SELECTED EXTRACT
============

Hey, Google. What does the inside of a black hole look like? "Let me simulate that for you. It looks like this..."
Ok. Well, what if it's wrong? What if your protein folding simulation ends up causing millions of babies to grow up to be sterile? Oops. Our bad.
(Score: 2) by ikanreed on Monday January 27 2020, @08:57PM (7 children)
Actually, many difficult computing problems are trivial to verify, once solved.
Determining a private key from arbitrary encrypted information and a public key? NP hard. Validating that a public and private key are coprime to each other? O(log(N)) (And that's still sort of overstating the case)
(Score: 2) by EJ on Monday January 27 2020, @09:39PM
Yes, but we aren't talking about those kinds of problems.
We're talking about the types of problems where you don't know the answer. You don't even know how to verify the answer.
For encryption, you're right. You don't know the key, but you can tell if the key can open the lock.
Lots of the simulations they want to try with quantum computers are ones where we don't even have the lock. We don't even know what the lock looks like.
Lots of the protein folding simulations are being verified by known examples, but that doesn't mean that the unknown ones are going to turn out right.
We use quantum computers to create a new drug. We're confident that it's not improperly-folded like Thalidomide because the babies don't come out with severe deformities, but we have no idea what happens twenty or thirty years down the road when the screwup becomes evident.

============

ACTIONS TO TAKE
[1] Reproduce the part of the discussion thread that opens with the words "For encryption, you're" and closes with "turn out right.".
[2] In the discussion thread, which drug is named as an example of something improperly folded?
The listing after this point is separate material, unrelated to the discussion thread.

============

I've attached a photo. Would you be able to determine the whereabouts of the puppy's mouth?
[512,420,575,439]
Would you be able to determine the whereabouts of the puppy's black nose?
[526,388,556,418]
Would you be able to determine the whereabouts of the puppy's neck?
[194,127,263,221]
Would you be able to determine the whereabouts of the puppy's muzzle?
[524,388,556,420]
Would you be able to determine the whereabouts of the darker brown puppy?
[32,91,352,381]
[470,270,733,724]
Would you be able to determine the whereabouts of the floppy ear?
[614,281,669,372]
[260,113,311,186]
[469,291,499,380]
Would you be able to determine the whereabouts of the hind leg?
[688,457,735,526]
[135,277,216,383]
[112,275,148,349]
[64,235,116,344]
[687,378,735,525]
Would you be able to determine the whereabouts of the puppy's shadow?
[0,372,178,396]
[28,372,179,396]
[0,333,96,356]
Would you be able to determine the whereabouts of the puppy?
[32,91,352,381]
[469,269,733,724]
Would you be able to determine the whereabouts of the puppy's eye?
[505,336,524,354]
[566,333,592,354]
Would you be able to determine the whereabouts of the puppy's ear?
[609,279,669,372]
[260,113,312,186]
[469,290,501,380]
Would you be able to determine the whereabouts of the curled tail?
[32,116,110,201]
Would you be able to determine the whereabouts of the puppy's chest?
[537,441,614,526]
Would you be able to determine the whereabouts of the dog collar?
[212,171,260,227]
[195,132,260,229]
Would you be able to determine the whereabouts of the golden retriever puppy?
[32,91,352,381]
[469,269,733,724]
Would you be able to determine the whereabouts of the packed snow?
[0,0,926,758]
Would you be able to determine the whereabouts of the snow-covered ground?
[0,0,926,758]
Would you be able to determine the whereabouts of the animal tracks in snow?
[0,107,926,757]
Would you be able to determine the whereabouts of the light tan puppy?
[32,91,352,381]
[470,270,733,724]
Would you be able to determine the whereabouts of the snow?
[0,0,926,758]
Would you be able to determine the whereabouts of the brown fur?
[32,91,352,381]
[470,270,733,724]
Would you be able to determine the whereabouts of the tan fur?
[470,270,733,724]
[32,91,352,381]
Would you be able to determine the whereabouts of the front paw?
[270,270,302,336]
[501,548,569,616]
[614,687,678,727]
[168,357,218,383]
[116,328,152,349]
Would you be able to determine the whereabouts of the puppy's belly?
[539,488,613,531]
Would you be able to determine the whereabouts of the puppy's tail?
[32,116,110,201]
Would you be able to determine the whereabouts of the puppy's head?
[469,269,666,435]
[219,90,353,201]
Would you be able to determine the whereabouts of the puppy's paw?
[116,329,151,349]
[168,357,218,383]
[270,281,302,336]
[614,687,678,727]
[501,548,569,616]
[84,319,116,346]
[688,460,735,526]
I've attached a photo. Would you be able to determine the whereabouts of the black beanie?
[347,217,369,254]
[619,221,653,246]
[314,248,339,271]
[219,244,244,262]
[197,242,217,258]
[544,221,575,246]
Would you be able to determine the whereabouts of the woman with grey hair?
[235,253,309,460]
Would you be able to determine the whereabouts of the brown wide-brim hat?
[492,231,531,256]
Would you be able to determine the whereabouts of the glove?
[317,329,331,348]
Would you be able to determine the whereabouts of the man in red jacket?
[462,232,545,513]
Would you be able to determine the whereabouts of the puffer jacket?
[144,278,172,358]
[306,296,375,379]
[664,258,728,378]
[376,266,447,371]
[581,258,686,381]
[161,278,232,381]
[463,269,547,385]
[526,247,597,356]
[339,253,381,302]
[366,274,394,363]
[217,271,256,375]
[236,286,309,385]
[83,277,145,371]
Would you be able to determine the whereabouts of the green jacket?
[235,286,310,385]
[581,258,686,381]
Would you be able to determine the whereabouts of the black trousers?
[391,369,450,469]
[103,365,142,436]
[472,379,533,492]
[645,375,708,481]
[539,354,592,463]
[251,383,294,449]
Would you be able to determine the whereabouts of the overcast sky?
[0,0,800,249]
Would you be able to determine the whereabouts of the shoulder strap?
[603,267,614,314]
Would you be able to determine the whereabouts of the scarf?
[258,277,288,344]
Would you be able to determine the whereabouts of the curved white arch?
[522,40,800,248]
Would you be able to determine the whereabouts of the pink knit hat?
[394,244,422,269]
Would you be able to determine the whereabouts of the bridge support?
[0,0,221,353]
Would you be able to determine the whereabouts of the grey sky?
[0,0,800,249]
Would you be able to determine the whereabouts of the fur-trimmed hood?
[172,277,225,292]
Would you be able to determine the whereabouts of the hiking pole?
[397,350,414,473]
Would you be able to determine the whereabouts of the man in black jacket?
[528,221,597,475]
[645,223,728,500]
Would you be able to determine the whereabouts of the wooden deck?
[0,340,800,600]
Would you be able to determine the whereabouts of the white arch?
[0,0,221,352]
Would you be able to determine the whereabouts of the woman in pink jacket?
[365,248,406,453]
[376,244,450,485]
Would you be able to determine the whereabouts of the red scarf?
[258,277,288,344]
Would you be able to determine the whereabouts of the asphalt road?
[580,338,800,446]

============

TASK SOLUTIONS
[1]
For encryption, you're right. You don't know the key, but you can tell if the key can open the lock.
Lots of the simulations they want to try with quantum computers are ones where we don't even have the lock. We don't even know what the lock looks like.
Lots of the protein folding simulations are being verified by known examples, but that doesn't mean that the unknown ones are going to turn out right.

[2] Thalidomide